▶ **Data lines**
++++
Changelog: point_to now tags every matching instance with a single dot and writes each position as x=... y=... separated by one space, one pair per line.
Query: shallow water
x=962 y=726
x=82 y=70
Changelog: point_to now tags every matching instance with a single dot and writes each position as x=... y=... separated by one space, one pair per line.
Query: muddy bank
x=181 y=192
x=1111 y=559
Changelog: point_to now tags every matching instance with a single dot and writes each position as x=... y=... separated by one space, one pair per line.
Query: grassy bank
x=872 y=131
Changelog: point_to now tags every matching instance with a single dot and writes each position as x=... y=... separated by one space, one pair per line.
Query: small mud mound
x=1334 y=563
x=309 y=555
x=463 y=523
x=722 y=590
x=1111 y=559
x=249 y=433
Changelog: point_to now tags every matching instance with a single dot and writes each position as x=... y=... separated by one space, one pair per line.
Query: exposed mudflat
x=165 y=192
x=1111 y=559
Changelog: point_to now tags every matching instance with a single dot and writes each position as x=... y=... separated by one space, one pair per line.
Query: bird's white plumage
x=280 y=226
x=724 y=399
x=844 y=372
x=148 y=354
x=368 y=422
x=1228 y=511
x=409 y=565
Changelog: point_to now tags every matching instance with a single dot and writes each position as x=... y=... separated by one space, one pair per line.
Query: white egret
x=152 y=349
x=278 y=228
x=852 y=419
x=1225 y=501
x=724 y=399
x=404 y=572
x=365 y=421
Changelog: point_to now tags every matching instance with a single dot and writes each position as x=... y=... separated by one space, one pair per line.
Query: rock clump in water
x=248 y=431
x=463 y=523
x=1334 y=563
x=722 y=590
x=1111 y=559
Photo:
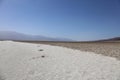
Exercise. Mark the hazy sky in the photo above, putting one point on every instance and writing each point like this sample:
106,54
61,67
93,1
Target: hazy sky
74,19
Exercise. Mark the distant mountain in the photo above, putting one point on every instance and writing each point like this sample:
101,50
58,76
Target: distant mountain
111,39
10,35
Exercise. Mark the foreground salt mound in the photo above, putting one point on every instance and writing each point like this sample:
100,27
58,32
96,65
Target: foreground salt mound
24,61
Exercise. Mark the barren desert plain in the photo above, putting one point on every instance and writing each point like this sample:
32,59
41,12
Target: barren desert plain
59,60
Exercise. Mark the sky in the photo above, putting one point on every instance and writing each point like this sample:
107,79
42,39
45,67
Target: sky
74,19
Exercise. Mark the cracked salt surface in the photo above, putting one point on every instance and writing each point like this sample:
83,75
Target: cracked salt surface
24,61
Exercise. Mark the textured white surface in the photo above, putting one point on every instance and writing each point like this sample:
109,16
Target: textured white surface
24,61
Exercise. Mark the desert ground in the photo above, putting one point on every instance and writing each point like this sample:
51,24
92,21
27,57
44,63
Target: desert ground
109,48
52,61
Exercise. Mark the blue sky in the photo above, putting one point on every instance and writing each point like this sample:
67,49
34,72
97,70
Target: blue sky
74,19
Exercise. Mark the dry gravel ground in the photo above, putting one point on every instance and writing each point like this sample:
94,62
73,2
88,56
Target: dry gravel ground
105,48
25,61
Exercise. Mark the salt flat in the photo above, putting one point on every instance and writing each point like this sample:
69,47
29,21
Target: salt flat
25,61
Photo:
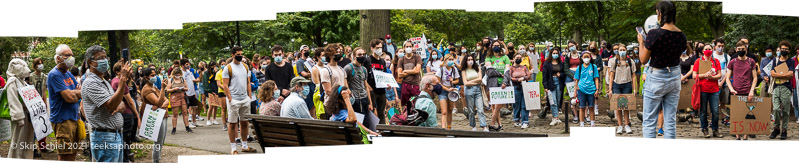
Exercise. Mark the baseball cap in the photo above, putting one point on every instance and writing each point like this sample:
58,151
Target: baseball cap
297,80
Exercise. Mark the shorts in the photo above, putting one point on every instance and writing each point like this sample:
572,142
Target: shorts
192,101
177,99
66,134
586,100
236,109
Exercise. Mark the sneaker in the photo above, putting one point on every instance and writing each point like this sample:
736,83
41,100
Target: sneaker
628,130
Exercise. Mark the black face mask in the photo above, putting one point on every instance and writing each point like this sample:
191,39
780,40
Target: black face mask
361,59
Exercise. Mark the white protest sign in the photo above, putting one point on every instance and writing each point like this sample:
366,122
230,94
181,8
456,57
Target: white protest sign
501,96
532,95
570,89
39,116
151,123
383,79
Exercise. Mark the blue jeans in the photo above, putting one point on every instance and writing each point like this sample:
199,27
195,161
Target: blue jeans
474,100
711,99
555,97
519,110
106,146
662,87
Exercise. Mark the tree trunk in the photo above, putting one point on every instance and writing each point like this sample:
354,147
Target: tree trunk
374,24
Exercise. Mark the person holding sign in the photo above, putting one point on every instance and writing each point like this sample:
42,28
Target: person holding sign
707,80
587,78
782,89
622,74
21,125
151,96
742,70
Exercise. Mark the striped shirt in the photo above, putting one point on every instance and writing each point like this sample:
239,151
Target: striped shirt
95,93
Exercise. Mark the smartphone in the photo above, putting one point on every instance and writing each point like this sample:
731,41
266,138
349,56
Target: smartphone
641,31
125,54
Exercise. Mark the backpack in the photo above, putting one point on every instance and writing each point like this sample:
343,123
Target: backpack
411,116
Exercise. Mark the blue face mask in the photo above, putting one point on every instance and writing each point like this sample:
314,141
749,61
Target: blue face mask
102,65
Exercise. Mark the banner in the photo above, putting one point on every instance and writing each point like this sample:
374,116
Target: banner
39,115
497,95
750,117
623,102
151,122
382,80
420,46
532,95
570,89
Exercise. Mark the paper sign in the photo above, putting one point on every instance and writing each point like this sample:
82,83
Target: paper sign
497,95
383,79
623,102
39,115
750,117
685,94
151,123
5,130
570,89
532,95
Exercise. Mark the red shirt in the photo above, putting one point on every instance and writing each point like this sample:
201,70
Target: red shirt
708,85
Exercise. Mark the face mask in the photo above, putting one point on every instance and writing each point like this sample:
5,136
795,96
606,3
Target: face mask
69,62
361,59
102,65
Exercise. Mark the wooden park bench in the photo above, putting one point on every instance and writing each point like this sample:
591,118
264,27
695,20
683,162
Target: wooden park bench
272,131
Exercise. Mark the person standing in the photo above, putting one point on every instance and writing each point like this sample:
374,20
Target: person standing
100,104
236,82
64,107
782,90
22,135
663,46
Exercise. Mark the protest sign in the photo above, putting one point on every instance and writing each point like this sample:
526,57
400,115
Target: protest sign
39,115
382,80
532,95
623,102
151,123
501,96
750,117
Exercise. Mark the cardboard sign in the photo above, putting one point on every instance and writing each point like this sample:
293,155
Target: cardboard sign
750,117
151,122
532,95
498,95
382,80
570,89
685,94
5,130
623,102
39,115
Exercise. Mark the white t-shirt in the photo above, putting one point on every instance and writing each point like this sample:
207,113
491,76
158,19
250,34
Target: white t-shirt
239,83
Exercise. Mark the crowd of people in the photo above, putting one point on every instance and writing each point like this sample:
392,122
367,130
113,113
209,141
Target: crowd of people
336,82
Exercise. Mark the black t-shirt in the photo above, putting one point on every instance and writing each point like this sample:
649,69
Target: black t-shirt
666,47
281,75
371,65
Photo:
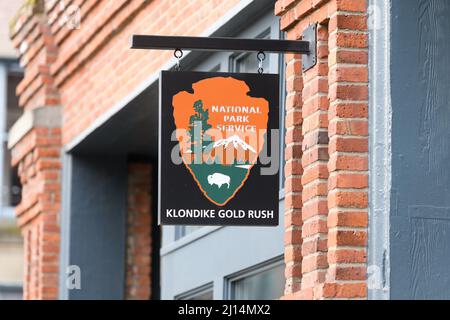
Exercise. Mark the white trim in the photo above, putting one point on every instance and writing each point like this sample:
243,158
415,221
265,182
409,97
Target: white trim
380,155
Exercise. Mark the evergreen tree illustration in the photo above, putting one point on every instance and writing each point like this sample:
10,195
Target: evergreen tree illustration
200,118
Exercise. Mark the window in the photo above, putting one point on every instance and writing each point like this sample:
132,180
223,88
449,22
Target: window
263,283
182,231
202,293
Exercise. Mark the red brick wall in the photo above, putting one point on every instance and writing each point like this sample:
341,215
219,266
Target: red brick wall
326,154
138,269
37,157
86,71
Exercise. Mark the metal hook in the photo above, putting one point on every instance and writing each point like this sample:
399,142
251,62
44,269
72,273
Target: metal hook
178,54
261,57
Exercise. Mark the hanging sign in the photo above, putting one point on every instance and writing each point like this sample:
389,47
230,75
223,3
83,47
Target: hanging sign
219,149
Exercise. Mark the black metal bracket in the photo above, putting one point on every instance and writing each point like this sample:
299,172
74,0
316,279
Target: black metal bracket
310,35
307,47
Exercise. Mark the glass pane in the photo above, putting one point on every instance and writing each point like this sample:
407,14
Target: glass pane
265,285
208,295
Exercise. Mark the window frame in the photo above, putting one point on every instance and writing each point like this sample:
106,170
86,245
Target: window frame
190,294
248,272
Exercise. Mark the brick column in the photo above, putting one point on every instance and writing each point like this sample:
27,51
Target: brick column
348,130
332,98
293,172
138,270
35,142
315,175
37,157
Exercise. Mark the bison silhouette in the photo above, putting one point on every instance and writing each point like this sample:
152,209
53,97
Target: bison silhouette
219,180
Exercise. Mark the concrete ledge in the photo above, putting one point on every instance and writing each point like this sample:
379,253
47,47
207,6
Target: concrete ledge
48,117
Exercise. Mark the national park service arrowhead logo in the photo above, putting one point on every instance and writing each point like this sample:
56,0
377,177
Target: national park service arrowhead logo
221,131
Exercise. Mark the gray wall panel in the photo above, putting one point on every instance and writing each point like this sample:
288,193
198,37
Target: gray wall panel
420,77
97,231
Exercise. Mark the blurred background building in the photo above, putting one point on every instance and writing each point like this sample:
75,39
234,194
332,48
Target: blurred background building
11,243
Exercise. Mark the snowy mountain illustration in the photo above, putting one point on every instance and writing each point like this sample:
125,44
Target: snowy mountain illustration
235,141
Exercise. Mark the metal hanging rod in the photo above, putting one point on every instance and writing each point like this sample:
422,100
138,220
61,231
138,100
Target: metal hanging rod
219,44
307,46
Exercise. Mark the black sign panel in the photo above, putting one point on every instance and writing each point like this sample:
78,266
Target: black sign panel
++++
▶ **Short problem**
Set down exactly what runs from the line with "Exercise. Mark the black metal" to the last line of the data above, including both of those lines and no others.

▶ **Written solution**
Exercise. Mark the black metal bracket in the photo above, putting one point on every instance and writing each point like this sample:
299,172
74,0
316,279
Target: black metal bracket
310,35
307,47
Exercise. Mark the glass pane in the photo above, putting one point on every instance and writing each point like this sample:
407,14
Target: glass pane
265,285
208,295
Exercise. Mark the window frame in the photo above, putting one point on every instance and writing each point like this sample:
106,170
86,245
Target: window frame
190,294
248,272
Exercise. Mark the brick column in the photo above, putting one point on every instance and writing each point like this sample:
27,51
Target: brick column
348,130
332,98
293,172
138,270
35,142
315,175
37,157
Exercise. Mark the bison silhouette in the photo above, putting one point on every instance and writing each point like this sample:
152,209
53,97
Target: bison silhouette
219,180
Exercise. Mark the concrete ledge in the photo above, putting one point on every instance and writing each point like this sample:
379,253
47,47
207,6
Target: concrete ledge
48,117
Exercise. Mark the national park service arrowhead logo in the photo above, putting one point on every instance and writing each point like this sample:
56,0
377,177
Target: national park service arrowhead logo
221,131
Exercise. Mark the gray wall panel in the photo above, putting one point on every instance and writing each point like this sample:
288,193
198,37
Target: gray wall panel
420,77
97,231
Exercise. Mark the blurred background building in the photo above, putting one point on every instance and writing each point like this sample:
75,39
234,194
332,48
Target: blurred background building
11,243
Exercise. Mark the snowy mountain illustration in the photo above, putting one point on every instance and writing each point like this sample:
125,44
Target: snowy mountain illustration
235,141
Exercise. Mark the metal hanging rod in the photo above, putting one point on every instance and writing each point like this sample:
422,100
138,220
61,231
138,100
Target: metal hanging rod
219,44
307,46
Exercise. Mark the black sign panel in the photo above, putting one point on every instance and writing each point like this sample:
78,266
Target: black sign panel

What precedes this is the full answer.